■ **WORK TASK**
Check each line of the material. Copy those containing "ankle".
=-=-=-=-=
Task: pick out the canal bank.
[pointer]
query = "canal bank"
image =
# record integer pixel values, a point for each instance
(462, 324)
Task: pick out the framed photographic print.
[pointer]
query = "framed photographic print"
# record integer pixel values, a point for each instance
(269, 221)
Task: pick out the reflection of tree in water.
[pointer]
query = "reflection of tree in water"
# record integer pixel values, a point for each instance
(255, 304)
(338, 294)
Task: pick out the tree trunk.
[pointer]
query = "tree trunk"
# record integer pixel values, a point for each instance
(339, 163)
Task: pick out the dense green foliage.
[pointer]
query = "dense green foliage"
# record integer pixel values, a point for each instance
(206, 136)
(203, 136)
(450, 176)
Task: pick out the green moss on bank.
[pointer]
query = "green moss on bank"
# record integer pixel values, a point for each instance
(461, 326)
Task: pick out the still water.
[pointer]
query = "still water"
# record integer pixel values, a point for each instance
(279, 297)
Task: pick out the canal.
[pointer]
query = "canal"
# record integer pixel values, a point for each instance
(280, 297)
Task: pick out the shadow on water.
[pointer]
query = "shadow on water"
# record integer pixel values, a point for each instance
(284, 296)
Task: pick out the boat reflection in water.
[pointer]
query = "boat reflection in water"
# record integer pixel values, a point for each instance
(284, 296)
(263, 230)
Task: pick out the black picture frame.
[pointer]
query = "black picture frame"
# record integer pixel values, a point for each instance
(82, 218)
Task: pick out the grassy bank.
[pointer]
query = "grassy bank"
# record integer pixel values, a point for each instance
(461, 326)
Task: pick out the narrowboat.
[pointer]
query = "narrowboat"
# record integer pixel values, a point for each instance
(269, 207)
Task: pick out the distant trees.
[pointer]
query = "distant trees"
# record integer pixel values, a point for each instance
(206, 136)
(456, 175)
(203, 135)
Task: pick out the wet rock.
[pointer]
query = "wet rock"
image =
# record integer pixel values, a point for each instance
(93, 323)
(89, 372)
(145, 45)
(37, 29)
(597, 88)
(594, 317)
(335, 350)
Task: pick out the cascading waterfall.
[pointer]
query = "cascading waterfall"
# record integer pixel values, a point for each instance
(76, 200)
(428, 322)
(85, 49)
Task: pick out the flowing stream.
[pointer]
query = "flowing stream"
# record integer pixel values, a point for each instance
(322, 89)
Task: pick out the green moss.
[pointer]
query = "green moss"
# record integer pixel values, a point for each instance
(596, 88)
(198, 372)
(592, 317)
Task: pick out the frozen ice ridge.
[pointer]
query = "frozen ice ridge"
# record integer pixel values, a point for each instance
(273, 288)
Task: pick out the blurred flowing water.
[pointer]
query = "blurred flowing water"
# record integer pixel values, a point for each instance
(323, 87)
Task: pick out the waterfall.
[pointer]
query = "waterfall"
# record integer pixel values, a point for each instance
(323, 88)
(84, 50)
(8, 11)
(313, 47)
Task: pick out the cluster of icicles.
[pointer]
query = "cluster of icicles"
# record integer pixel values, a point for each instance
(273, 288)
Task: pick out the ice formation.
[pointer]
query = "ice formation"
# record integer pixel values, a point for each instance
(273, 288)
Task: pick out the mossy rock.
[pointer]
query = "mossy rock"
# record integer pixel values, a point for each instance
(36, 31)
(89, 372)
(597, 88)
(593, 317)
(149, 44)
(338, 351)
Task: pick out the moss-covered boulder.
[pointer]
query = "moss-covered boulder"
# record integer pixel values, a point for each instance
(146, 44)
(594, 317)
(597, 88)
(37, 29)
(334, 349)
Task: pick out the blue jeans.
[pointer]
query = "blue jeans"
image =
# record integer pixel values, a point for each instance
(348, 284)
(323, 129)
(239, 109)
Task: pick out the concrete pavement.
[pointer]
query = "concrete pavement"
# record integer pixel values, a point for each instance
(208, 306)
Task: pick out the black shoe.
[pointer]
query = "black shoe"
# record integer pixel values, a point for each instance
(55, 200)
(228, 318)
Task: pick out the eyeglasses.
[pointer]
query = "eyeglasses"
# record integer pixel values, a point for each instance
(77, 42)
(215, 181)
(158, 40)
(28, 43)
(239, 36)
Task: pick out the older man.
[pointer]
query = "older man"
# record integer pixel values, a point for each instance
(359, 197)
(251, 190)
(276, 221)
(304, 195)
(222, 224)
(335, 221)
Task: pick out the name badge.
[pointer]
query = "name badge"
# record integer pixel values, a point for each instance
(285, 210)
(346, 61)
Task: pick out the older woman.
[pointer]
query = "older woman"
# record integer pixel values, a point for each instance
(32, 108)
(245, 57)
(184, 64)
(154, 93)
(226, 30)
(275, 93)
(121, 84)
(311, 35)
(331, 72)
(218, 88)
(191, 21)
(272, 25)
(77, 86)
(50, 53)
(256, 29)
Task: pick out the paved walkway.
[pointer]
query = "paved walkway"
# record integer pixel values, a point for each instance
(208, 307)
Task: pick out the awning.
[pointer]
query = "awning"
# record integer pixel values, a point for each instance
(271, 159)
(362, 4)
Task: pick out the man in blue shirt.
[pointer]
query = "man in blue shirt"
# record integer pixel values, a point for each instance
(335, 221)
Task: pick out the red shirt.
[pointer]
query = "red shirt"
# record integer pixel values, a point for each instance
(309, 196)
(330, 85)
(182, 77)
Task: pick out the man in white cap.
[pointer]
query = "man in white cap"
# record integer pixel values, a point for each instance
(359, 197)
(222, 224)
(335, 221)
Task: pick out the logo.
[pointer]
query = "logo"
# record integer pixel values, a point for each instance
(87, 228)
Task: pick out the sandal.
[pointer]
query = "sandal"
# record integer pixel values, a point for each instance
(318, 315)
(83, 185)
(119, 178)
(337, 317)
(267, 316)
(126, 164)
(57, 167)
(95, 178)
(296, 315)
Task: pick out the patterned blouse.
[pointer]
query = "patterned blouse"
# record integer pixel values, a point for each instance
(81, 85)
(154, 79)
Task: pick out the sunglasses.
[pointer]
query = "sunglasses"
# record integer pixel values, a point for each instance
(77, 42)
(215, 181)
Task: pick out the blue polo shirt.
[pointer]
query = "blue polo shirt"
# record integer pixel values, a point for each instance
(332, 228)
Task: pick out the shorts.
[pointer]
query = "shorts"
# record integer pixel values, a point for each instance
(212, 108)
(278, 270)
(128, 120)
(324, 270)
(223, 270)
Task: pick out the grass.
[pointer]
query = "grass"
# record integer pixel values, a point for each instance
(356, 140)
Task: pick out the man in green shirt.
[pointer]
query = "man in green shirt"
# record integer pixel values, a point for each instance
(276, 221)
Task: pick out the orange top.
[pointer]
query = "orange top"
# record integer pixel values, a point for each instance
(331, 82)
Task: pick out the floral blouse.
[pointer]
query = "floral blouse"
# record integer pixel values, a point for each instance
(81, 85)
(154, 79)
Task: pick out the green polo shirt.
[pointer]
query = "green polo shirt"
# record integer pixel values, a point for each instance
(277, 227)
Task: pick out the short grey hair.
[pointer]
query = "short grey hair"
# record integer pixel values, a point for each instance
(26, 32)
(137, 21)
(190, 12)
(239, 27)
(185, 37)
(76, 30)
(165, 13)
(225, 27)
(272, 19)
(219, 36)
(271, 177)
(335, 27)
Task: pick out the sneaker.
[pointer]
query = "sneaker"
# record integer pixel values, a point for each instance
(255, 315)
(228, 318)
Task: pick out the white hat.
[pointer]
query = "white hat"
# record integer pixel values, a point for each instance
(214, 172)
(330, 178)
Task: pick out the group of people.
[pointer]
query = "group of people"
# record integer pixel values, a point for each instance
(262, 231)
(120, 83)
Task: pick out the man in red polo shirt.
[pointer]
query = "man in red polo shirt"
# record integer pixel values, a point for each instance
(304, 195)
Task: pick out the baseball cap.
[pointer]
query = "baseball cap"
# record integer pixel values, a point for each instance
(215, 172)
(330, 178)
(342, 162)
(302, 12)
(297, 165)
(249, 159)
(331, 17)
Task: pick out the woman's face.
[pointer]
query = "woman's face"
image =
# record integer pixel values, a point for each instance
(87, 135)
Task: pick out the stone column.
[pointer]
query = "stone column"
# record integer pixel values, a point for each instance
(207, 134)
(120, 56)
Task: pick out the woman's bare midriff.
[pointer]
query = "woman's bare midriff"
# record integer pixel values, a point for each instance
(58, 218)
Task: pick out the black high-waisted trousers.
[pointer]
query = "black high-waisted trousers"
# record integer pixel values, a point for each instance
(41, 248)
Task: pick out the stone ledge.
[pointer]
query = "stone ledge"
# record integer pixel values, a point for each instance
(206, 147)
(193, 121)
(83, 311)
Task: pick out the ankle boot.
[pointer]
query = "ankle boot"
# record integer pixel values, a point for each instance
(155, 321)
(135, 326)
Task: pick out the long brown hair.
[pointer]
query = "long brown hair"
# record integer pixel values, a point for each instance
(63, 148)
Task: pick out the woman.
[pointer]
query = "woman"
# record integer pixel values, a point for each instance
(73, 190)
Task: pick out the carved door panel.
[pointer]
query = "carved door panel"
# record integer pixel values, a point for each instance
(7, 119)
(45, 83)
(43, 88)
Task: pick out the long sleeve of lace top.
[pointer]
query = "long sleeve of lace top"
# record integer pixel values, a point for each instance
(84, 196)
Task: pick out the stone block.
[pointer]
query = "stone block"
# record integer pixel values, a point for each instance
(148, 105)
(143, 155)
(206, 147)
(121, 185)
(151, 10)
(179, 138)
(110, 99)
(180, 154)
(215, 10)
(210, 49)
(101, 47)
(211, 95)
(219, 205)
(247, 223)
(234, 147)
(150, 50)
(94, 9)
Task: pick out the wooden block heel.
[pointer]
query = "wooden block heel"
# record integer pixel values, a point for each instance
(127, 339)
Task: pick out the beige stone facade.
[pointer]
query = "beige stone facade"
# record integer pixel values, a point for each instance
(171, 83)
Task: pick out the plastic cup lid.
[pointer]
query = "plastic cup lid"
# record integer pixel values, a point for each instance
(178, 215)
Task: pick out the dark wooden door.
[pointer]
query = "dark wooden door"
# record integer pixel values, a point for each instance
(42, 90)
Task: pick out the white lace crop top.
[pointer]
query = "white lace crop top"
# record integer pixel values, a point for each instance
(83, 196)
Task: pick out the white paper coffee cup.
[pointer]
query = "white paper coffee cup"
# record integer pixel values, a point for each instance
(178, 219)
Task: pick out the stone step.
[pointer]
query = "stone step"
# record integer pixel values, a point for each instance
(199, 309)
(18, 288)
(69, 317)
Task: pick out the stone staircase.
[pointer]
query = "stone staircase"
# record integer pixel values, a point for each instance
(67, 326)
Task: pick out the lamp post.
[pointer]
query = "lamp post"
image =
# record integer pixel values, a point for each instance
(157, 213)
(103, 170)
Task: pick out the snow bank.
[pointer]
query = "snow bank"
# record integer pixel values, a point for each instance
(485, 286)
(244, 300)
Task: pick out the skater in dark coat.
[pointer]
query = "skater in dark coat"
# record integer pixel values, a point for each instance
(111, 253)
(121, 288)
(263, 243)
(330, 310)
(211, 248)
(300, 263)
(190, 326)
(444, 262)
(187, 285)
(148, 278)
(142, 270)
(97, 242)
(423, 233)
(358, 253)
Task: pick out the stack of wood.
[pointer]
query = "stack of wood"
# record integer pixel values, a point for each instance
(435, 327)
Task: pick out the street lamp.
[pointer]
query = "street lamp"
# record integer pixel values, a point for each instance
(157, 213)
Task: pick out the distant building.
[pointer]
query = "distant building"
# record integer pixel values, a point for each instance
=-=-=-=-=
■ **FINISHED TASK**
Task: pick out the ankle boot.
query = "ankle boot"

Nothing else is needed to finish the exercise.